DATA RECORDS section start

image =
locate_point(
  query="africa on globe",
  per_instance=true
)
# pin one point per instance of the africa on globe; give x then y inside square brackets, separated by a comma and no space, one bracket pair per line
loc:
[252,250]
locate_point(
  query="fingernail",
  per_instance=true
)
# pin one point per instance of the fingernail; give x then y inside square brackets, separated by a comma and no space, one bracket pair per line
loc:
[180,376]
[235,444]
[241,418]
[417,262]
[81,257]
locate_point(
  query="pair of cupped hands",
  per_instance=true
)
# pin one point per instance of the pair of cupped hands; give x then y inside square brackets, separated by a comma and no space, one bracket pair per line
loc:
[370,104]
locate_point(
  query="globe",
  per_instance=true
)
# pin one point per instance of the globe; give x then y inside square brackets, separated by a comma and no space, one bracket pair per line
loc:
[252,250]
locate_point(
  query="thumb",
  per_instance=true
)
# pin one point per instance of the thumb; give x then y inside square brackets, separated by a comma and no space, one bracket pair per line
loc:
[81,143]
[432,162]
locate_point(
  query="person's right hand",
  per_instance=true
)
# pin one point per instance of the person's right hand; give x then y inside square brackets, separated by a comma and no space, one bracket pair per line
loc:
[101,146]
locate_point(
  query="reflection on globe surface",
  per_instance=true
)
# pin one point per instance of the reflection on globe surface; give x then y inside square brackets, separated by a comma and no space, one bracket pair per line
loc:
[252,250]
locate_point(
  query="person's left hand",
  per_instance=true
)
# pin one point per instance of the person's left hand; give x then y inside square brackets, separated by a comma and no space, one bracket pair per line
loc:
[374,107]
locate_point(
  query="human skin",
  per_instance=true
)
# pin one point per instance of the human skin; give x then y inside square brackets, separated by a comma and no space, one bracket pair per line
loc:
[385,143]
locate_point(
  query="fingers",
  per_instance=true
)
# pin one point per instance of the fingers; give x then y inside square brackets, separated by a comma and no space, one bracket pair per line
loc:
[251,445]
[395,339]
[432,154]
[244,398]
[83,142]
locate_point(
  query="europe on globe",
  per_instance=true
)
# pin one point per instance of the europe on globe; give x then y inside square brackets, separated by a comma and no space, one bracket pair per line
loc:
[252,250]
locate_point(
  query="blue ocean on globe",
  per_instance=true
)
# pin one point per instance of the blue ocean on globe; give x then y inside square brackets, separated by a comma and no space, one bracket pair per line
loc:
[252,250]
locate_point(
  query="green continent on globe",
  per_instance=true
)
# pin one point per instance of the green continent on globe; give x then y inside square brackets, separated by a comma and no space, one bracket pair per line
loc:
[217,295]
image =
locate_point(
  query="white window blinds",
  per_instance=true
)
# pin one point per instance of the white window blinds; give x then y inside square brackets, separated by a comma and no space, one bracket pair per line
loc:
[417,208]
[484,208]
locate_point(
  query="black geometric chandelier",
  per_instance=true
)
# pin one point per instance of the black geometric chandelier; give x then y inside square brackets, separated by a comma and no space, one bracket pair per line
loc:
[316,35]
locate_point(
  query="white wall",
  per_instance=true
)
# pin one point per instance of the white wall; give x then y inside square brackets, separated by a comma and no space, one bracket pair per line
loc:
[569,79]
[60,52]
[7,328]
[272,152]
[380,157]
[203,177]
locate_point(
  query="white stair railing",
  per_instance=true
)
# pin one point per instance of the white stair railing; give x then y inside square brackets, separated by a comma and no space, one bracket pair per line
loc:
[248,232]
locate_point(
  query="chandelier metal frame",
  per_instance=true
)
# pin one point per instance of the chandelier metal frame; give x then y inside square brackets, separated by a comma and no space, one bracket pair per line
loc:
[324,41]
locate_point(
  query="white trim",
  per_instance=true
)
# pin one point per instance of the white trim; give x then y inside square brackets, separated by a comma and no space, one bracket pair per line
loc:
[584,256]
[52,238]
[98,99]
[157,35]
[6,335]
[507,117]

DATA RECORDS section end

WORK REQUIRED —
If a line in the data above holds the string "right", report that line.

ANSWER AREA —
  query="person's right hand",
# pin one point per instance of the person's right hand; give x then y inside square brackets, separated by a comma and no space, one bracket pair per line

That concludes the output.